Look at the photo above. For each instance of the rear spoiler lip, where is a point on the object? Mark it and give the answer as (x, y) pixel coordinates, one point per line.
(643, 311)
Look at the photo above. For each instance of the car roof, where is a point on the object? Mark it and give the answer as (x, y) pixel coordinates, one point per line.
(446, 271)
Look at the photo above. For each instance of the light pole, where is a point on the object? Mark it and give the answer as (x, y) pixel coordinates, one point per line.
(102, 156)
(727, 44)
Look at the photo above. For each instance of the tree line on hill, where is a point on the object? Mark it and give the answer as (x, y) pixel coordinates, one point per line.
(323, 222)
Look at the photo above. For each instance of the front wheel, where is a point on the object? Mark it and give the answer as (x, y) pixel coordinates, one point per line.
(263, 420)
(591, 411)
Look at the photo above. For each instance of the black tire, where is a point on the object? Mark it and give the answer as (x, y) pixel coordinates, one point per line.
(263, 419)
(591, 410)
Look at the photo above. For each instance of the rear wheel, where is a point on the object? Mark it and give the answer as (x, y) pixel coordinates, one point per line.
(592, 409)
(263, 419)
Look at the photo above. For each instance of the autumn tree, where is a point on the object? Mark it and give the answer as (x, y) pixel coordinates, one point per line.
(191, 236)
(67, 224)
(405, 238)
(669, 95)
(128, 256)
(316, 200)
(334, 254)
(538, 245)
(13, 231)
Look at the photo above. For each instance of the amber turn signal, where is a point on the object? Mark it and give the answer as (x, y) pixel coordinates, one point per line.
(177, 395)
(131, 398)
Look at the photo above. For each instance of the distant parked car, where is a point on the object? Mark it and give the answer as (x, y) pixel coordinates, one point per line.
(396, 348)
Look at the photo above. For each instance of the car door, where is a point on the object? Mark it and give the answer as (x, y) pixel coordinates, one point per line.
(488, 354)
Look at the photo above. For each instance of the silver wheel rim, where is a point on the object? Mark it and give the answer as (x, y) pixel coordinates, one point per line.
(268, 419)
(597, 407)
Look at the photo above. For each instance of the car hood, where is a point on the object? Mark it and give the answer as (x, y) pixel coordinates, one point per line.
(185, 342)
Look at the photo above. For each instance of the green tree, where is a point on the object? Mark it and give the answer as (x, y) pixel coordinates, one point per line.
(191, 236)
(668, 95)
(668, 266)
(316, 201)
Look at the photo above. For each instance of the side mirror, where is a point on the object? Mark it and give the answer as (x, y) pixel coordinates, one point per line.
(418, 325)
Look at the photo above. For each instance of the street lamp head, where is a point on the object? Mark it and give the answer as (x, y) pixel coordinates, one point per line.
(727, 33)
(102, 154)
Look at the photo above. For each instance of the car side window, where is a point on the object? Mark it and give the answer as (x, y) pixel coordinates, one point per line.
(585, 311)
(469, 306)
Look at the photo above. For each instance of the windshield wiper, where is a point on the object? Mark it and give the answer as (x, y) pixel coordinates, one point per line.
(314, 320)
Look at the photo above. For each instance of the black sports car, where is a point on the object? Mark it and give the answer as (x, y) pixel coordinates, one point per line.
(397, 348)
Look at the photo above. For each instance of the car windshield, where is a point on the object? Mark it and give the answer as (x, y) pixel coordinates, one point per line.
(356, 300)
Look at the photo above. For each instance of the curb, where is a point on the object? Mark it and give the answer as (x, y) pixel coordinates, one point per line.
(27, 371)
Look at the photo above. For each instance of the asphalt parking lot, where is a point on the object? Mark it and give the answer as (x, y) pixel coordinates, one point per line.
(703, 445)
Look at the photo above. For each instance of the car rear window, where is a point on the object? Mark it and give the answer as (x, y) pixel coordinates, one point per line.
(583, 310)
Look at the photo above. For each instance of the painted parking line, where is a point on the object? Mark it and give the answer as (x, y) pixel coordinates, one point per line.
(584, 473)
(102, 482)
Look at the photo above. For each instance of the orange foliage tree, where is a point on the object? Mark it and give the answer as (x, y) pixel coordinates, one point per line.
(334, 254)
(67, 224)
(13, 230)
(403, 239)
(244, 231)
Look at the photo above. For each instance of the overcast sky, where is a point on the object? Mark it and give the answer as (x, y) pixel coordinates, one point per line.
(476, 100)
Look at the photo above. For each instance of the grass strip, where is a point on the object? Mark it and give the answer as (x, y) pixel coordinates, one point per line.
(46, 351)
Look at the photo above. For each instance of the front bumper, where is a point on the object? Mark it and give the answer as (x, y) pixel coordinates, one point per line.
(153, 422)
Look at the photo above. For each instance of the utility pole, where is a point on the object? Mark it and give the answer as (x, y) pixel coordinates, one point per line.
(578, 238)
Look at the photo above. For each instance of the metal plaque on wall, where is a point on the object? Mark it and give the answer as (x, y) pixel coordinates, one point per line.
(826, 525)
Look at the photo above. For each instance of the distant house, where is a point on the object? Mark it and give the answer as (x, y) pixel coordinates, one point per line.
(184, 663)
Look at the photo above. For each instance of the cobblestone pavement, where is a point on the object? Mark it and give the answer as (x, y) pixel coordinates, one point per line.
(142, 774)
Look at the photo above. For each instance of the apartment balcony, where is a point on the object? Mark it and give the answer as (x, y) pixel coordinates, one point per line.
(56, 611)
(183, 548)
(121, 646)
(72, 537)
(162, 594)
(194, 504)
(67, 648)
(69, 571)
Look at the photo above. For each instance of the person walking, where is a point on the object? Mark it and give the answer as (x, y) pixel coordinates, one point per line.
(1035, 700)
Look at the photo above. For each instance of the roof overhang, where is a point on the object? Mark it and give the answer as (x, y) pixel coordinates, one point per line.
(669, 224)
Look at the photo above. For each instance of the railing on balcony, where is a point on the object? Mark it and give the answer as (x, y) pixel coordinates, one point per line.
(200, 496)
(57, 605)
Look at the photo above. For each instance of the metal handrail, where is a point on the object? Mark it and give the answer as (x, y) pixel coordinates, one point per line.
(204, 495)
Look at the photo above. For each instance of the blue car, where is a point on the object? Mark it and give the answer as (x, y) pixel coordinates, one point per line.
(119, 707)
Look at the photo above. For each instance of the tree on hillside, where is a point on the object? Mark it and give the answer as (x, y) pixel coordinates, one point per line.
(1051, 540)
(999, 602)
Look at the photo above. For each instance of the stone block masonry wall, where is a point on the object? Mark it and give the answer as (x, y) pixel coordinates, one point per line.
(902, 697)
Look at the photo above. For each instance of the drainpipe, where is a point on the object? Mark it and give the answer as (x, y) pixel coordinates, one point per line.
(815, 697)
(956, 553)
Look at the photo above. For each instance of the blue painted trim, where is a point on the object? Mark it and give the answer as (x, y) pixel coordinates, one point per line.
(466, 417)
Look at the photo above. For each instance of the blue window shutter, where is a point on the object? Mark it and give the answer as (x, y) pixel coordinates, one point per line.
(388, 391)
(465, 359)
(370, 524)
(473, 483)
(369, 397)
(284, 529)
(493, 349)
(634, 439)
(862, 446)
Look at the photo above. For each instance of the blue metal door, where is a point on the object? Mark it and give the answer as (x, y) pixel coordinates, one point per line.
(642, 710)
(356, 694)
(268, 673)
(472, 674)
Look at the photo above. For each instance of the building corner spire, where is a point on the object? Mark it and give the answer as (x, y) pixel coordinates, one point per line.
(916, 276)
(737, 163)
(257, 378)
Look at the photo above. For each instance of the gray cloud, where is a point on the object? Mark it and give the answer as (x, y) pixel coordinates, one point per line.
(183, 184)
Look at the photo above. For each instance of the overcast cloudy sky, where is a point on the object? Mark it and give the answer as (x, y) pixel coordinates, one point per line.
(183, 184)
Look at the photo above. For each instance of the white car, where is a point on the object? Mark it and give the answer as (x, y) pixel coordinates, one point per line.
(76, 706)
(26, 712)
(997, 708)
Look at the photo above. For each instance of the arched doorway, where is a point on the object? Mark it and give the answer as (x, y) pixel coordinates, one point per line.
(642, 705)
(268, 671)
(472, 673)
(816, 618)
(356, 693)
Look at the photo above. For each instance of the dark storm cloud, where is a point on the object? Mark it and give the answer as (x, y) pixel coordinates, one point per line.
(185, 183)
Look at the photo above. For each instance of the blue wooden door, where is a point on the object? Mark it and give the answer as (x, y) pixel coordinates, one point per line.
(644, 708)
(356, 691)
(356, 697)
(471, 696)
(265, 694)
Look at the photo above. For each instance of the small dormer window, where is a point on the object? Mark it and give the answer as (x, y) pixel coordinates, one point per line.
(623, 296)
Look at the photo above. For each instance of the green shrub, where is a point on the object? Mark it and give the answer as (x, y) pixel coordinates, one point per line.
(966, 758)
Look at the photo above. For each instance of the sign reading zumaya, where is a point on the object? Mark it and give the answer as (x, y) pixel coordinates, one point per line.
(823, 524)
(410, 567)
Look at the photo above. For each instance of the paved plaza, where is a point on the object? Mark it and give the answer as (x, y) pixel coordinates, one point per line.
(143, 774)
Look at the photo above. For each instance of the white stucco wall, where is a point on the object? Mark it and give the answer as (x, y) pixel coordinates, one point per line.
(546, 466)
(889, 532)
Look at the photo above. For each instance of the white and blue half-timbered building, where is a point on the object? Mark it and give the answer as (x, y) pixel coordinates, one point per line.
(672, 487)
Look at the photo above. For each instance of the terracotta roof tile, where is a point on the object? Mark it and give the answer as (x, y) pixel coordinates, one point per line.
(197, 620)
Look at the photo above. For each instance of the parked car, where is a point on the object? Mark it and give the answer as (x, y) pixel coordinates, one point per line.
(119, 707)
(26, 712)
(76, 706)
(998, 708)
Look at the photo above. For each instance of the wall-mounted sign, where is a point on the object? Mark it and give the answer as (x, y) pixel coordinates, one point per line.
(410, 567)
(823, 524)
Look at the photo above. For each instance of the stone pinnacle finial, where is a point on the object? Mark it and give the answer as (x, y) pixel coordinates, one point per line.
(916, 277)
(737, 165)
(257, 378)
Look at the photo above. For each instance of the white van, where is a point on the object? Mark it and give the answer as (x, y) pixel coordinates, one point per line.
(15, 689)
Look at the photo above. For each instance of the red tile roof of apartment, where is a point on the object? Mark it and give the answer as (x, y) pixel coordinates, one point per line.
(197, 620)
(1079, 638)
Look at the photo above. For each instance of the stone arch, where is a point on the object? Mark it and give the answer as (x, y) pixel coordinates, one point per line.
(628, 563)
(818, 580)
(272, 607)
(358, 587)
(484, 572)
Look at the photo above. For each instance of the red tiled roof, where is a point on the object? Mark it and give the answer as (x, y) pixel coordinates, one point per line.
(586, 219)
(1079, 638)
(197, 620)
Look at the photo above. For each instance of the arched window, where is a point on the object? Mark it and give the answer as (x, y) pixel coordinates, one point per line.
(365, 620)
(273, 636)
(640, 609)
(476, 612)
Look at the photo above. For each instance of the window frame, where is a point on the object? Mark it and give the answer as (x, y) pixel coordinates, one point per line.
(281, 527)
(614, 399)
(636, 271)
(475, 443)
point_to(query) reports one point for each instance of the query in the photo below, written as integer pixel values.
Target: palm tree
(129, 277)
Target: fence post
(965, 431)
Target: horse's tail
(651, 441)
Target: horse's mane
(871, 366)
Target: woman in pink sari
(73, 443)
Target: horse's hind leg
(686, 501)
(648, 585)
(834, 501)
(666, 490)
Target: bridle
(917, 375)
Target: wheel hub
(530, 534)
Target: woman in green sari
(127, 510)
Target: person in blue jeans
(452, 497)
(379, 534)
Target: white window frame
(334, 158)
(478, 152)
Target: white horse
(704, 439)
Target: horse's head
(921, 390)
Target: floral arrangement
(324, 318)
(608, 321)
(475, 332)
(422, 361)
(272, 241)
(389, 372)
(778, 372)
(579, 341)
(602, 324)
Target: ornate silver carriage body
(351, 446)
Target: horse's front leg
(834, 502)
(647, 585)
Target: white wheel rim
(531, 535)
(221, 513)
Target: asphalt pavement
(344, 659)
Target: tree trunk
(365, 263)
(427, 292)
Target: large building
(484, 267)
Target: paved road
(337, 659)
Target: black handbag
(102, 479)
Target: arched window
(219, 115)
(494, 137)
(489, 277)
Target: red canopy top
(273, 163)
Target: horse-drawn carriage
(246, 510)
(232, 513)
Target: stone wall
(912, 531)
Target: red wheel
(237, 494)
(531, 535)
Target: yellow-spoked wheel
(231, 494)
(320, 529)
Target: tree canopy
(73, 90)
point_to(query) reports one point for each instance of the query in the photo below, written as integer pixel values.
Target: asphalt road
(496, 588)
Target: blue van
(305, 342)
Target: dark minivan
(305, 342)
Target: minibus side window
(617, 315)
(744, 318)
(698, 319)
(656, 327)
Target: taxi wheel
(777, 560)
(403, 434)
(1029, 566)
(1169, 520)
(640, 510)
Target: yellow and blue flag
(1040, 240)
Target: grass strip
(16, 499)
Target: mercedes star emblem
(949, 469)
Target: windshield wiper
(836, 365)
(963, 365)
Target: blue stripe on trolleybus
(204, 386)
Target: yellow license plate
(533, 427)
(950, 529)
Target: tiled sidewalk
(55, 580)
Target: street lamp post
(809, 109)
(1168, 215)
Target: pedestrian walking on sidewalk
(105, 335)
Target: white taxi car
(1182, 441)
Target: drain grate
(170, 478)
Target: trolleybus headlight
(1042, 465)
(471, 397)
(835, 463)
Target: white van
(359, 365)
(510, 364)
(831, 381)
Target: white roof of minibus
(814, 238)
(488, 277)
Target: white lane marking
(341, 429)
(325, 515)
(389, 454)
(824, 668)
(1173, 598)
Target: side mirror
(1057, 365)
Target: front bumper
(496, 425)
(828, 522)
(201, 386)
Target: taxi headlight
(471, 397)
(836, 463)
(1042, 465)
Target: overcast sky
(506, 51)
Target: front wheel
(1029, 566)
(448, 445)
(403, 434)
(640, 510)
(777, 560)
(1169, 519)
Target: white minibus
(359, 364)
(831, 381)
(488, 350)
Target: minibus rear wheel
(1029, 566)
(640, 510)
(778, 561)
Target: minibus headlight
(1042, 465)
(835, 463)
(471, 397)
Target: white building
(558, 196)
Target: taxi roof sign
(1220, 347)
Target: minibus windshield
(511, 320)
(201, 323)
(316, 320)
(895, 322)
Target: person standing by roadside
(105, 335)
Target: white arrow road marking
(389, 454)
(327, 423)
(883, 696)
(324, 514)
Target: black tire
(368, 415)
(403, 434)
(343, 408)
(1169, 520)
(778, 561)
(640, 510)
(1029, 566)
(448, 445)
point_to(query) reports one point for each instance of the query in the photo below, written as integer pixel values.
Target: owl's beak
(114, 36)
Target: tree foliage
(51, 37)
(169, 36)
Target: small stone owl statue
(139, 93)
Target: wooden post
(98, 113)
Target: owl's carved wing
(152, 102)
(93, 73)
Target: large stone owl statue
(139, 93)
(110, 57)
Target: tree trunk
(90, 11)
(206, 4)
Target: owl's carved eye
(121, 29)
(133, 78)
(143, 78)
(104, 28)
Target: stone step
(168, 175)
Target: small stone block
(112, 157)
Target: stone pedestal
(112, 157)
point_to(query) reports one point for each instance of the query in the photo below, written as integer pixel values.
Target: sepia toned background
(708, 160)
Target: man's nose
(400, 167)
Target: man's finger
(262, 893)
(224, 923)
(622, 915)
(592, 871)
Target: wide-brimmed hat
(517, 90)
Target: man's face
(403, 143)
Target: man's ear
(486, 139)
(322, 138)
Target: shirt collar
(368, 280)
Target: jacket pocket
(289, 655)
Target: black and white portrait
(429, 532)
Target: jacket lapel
== == ==
Task instructions: Write out word for word every line from the one containing "Target: owl's carved wing" through the last line of the data, and no other line.

Reply:
Target: owl's carved wing
(152, 102)
(93, 73)
Target: large stone owl statue
(139, 93)
(110, 57)
Target: tree trunk
(90, 11)
(206, 4)
Target: owl's carved eye
(121, 29)
(133, 78)
(143, 78)
(104, 28)
Target: stone step
(168, 175)
Target: small stone block
(112, 157)
Target: stone pedestal
(112, 157)
point_to(query) reports one point for each instance of the query in the photo below, written as integer pixel values.
Target: sepia toned background
(708, 160)
Target: man's nose
(400, 167)
Target: man's finger
(262, 893)
(224, 923)
(622, 915)
(592, 871)
Target: wide-brimmed hat
(517, 90)
Target: man's face
(403, 143)
Target: man's ear
(486, 139)
(322, 138)
Target: shirt collar
(368, 280)
Target: jacket pocket
(289, 655)
Target: black and white portrait
(429, 532)
Target: jacket lapel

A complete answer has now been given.